# SCHRIFTLICHE AUFGABE
Setze den Bericht über Koen Casteels als Vertreter des verletzten Tim Wiese im Hoffenheimer Tor fort. Beginne direkt nach seinem letzten Satz.

"Zorro" hatte keine Schuld

Sinsheim. Koen Casteels vertritt verletzten Tim Wiese im Tor von 1899 Hoffenheim wieder gut - und steht auch bei den kommenden Partien zwischen den Pfosten

26.11.2012 UPDATE: 26.11.2012 08:31 Uhr 2 Minuten, 17 Sekunden
Nur Zuschauer: Tim Wiese. Foto: APF
Von Achim Wittich

Sinsheim. Des einen Leid, des anderen Freud. Es läuft derzeit Vieles verkehrt herum bei 1899. Am Samstag verletzte sich Torwart und Kapitän Tim Wiese (30) im Abschlusstraining und musste am Sonntagabend passen. Teilabriss einer Bandstruktur auf der Innenseite des rechten Kniegelenks (mediales Retinaculum). Die offizielle Pressemitteilung des Bundesligisten vorm Duell gegen den Werksklub konnte den Gesundheitszustand des Ex-Bremers kaum detaillierter beschreiben. Voraussichtlich drei Wochen wird der Kapitän nun seinem neuen Arbeitgeber fehlen. Bereits vom 4. Spieltag an bis zum Duell bei den Bayern (7. Saisonpartie) musste Wiese aus Verletzungsgründen passen - und wurde von Jungspund Koen Casteels hervorragend vertreten.

Der 20-Jährige trug auch diesmal an der Niederlage keine Schuld. Beim ersten Leverkusener Tor war er völlig chancenlos. Beim zweiten Gegentreffer tanzte ihn Carvajal elegant aus und schob ein. Hätte der Belgier - ganz abgezockt - etwas länger aufrecht stehen bleiben müssen? Wohl kaum. "Er kommt ganz allein vor mich und dann mache ich die Blockstellung. Dann hat Carvajal das aber ganz hervorragend gemacht." Nachher gab's von Casteels den Fachbegriff fürs Torwartspiel beim Eins-gegen-eins-Duell. Der Wiese-Vertreter hatte ansonsten kaum etwas zu tun, strahlte aber in seiner fünften Bundesliga-Begegnung Ruhe und Gelassenheit aus - und sah dabei auch noch ein bisschen zum Fürchten aus. Mit einer schwarzen Gesichtsmaske stand der 1,96 Meter-Riese im Kasten. Ein Nasenbeinbruch, schon vor geraumer Zeit im Training erlitten, sei's gedankt. Doch "Zorro" fühlte sich trotzdem wohl. Kein Wunder, denn auch die Fans sind ihm wohlgesonnen. Auf einem kleinen Plakat stand sein Name geschrieben - und dahinter die 1. Wiese saß derweil auf der Tribüne und winkte später in der Mixed-Zone nur noch genervt ab. Der achtmalige Nationalspieler wollte den Reportern keine Auskunft zum Verletzungshergang geben.

"Tim kommt nicht gut mit dieser Situation klar. Er ist einfach unglücklich und kann seine Top-Leistung nicht abrufen", gab Torwart-Trainer Zsolt Petry einen Einblick in die Gefühlswelt des bis her spektakulärsten Hoffenheimer Neuzugangs.

# DATENZEILEN
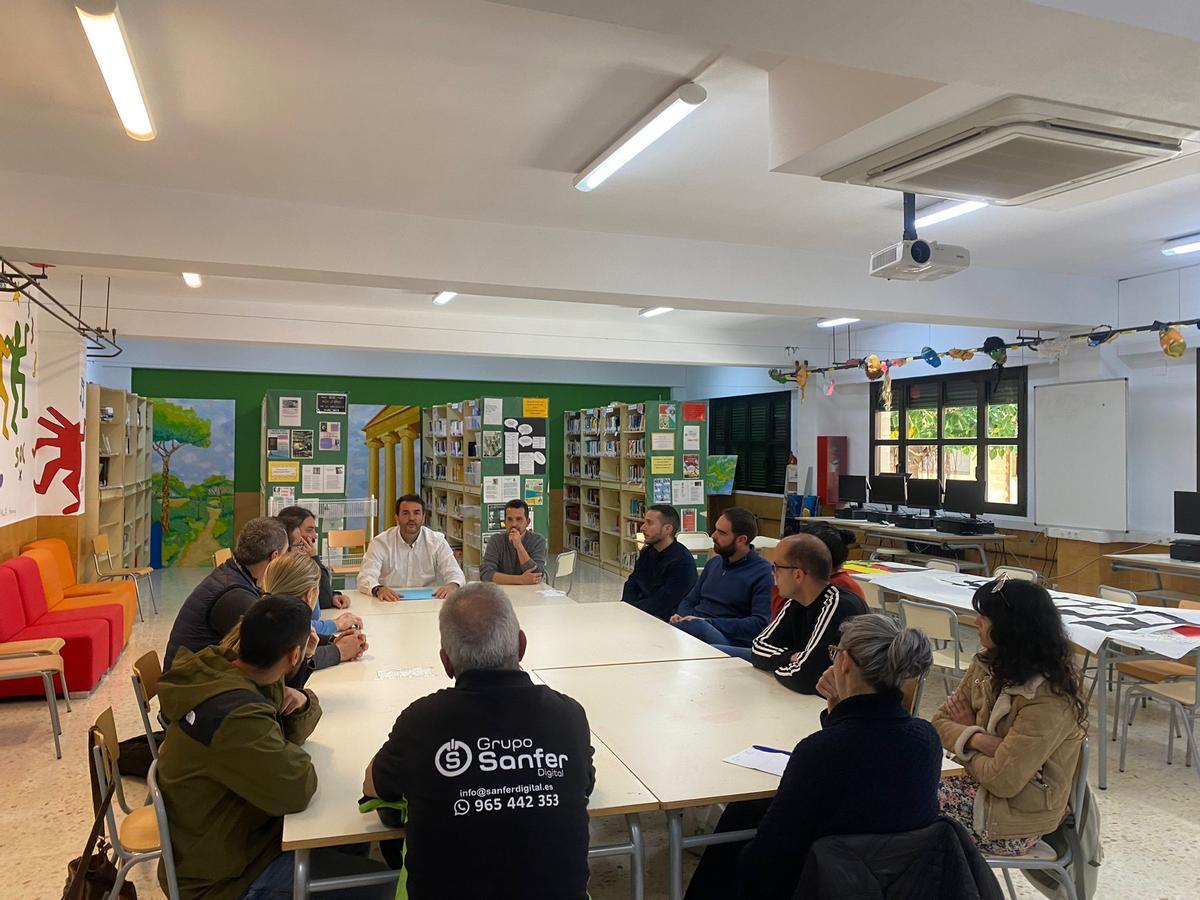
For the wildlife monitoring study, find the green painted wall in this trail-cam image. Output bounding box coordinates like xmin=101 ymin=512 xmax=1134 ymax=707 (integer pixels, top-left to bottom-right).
xmin=131 ymin=368 xmax=671 ymax=493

# LÖSUNG DER AUFGABE
Wiese ist also wieder mal schwer angefressen und muss akzeptieren, dass sein Stellvertreter fußballerisch einfach besser ist. Auffällig, dass die weiten Abschläge von Casteels viel häufiger den eigenen Abnehmer finden. Petry kennt den Grund hierfür: "Tim musste in den letzten sieben Jahren in Bremen nicht viele lange Bälle schlagen. Dort hat man meist mit kurzen Pässen von hinten heraus aufgebaut." Koen Casteels indes ist die taktische Eröffnung aus den eigenen Reihen heraus ziemlich schnuppe. Er kann's einfach ziemlich gut mit dem Ball am Fuß, Stolpergefahr besteht bei ihm selten. "Früher habe ich hinten links auf dem Platz gestanden", verweist er auf seine Erfahrung als Feldspieler. Der Schlaks freut sich darüber, mit dem Runden, dass er möglichst wenig aus dem eigenen Eckigen herausholen möchte, gekonnt umgehen zu können. Derzeit spricht auch die Statistik für ihn - und gegen den eigentlich als unantastbar geltenden Wiese. Der hat nämlich in seinen neun Pflichtspielen - inklusive dem 0:4-Pokaldebakel beim Berliner AK - in neun Pflichtspielen 27 Gegentore kassiert. Casteels hat jetzt in fünf Erstligamatches erst fünfmal vom Gegner eingeschenkt bekommen.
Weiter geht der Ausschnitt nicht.